CONSIGNE:
Dans le texte sur Valerio Adami donné plus bas, recopiez à l'identique le passage qui s'ouvre sur les mots contenant « Quand j’aimais Adami » et se termine par « encore bien Adami. ».

TEXTE À LIRE:
-----

Quand j’aimais Adami

Tout début des années 1990, je “découvre” l’œuvre de Valerio Adami. Ça me plaît bien. Les années passant, j’ai moins apprécié Adami. Qu’est-ce qui me plaisait, chez Adami ? 1991, Je regarde les images de la revue Ninety (N°10, 1985) consacré à Adami. Je n’y comprends pas grand’chose, mais je suis fasciné. Fasciné par quoi ? Par deux choses : les couleurs, et les formes, entendez, la manière dont il peint, dont il pratique ce que maintenant j’appellerais l’ellipse. Adami a été un maître de l’ellipse et, quelque part, l’indicateur d’une chromie toujours déroutante, c’est-à-dire inattendue, et, disons-le, osée Rien que de rassembler ces éléments, je commence à me dire que, finalement, j’aime encore bien Adami.                                                                                                                                

Valerio Adami, “L’incantesimo del lago”, 1984, acrylic on canvas, 198 x 263 cm, Galerie Templon

Peu à peu, Adami a rassemblé sa parcimonie elliptique pour davantage “serrer” les scènes, comme on peut le voir entre ces deux images ↑ et ↓ (passage s’effectuant sur une grosse dizaine d’années, à peu près) 

Valerio Adami, “Come dare i primi soccorsi ann cane”, 1971, acrylique, 81 x 100 cm, Galleri GKM, Suède

Les tableaux des 1970 étaient vraiment elliptiques, et je me demande si ce n’était pas “mieux”. Parce qu’après, finalement, Adami est devenu davantage explicite, même si on ne comprend pas nécessairement toujours davantage de quoi il s’agit, comme ici :

Valerio Adami, “L’Ascension”, 1984, acrylique sur toile, 198 x 147 cm, Galerie Templon

On n’y comprend rien, sauf qu’il se passe quelque chose, une histoire, certainement. Dans le Catalogue de l’exposition Adami (co-édition Centre Pompidou/Musée d’Art Moderne de Paris, 1985), Alfred Pacquement écrit : 

Ascension (1984) voit un homme de dos — le peintre ? — s’apprêter à gravir une montagne en portant un enfant dans ses bras et, sur les épaules, le lourd fardeau de la culture classique symbolisée par un tempietto. « Emporter avec soi sa propre enfance » note Adami dans son journal à propos de cette toile. Cette longue marche est celle de la peinture. 

Pacquement est un peu mince en description. Dore Ashton (même ouvrage) en dit-il plus ? 

Cette toile représente le Mattherton, « une montagne qui m’est chère ». Un homme (Adami?) est en train de l’escalader, en portant un enfant dans ses bras. Que d’histoires Adami ne s’est-il pas raconté en dessinant, gomme en main, l’ébauche de cette étrange image ! C’est lui, portant son enfance comme un bagage, dans cette lumière éternelle du matin — le bagage des ruines antiques, de Pétrarque peut-être, de la vie bucolique des premiers étés dans la campagne italienne.

-----

DONNÉES EXTRAITES:
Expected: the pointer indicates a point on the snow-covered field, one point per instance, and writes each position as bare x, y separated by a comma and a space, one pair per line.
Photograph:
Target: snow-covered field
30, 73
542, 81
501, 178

-----

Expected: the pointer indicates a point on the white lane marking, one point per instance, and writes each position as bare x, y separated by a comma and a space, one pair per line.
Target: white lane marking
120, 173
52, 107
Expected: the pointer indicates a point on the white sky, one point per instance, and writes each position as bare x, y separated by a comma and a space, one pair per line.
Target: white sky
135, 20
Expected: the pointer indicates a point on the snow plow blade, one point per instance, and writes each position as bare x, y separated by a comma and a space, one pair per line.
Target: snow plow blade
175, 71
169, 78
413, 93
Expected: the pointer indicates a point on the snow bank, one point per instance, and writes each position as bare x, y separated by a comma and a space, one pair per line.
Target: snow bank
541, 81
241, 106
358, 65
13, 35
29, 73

-----

RÉPONSE:
Quand j’aimais Adami

Tout début des années 1990, je “découvre” l’œuvre de Valerio Adami. Ça me plaît bien. Les années passant, j’ai moins apprécié Adami. Qu’est-ce qui me plaisait, chez Adami ? 1991, Je regarde les images de la revue Ninety (N°10, 1985) consacré à Adami. Je n’y comprends pas grand’chose, mais je suis fasciné. Fasciné par quoi ? Par deux choses : les couleurs, et les formes, entendez, la manière dont il peint, dont il pratique ce que maintenant j’appellerais l’ellipse. Adami a été un maître de l’ellipse et, quelque part, l’indicateur d’une chromie toujours déroutante, c’est-à-dire inattendue, et, disons-le, osée Rien que de rassembler ces éléments, je commence à me dire que, finalement, j’aime encore bien Adami.